#### [THE PROBLEM]
Which lines in the items below contain the string "green"? Copy each such line in full.

#### [INFORMATION SHOWN]
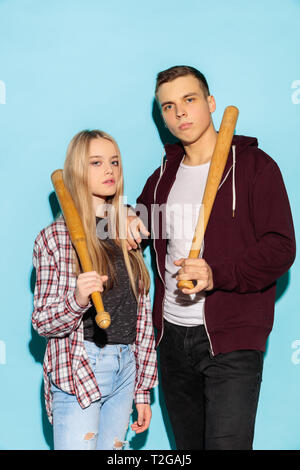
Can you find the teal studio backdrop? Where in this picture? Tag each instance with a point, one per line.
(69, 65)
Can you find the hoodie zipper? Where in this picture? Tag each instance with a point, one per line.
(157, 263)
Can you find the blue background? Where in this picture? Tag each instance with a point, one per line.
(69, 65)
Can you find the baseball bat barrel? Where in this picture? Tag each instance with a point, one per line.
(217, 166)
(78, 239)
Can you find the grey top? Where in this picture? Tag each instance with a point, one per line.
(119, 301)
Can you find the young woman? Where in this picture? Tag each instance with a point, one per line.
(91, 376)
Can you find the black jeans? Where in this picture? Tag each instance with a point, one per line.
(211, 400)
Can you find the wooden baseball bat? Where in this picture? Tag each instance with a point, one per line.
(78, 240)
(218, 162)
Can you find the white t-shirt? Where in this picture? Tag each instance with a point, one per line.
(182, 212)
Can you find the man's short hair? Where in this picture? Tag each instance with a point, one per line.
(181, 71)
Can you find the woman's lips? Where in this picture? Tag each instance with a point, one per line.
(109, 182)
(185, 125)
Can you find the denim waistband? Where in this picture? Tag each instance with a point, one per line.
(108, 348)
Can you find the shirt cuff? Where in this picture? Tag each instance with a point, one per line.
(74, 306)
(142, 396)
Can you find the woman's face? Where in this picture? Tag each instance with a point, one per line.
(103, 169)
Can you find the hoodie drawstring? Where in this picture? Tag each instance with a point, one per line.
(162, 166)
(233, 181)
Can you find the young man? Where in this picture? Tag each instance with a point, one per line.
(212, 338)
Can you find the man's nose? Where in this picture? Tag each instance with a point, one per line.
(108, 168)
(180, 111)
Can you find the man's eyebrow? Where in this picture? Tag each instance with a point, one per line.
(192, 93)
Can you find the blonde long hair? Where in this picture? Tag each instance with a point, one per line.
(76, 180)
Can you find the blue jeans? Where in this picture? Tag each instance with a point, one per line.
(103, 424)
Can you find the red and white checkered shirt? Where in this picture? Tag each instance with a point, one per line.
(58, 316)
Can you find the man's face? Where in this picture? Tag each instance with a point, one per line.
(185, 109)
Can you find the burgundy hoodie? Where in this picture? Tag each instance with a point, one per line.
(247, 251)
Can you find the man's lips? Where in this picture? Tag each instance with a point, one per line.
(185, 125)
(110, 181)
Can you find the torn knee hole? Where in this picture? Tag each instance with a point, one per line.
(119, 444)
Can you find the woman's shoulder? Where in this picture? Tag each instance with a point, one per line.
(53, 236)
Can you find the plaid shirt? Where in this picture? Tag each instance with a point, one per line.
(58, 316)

...

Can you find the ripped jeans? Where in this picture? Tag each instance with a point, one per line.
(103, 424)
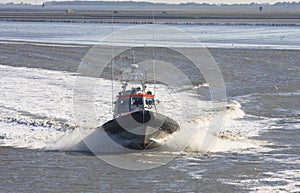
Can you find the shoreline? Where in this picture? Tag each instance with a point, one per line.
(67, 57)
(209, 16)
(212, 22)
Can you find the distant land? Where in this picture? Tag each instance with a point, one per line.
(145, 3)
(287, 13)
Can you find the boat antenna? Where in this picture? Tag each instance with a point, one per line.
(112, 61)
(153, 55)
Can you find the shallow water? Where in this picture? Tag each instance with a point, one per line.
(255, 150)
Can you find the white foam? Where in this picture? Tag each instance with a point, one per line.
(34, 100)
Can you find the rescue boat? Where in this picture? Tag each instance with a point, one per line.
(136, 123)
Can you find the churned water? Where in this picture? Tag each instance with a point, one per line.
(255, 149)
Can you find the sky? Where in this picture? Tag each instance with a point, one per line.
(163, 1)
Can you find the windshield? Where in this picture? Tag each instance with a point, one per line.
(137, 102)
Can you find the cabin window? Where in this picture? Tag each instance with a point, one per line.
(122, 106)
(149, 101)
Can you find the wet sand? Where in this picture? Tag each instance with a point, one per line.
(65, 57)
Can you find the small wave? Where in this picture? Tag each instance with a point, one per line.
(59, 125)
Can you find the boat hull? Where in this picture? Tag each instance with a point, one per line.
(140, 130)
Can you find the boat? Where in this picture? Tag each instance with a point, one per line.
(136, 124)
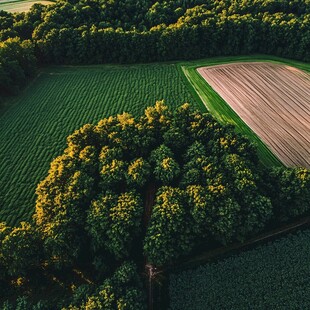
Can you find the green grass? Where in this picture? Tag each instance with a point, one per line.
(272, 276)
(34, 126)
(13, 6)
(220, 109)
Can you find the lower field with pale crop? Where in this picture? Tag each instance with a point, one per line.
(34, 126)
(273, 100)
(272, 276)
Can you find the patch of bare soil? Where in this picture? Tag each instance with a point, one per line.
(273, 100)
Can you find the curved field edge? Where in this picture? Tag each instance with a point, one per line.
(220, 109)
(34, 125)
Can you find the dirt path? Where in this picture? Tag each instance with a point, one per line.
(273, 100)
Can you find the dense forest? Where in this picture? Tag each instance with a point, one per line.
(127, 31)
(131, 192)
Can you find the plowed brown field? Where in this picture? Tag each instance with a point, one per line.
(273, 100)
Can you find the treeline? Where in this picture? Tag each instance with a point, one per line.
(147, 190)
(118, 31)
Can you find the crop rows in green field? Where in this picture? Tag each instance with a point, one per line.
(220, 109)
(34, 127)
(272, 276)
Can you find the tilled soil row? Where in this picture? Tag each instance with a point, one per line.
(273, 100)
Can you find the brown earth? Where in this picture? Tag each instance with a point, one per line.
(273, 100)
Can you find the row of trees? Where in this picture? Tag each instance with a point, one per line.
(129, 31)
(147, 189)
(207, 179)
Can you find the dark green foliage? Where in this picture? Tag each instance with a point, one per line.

#### [EXERCISE RESULT]
Can you find the green grass? Where in this picture? Tag each instance with a point, one per line.
Can you find the crop rows in green field? Where in this picture? Tag each instance with a point, one per line.
Can you find the dark green foliage? Where in this picture? Tag each instance with a point, one per line.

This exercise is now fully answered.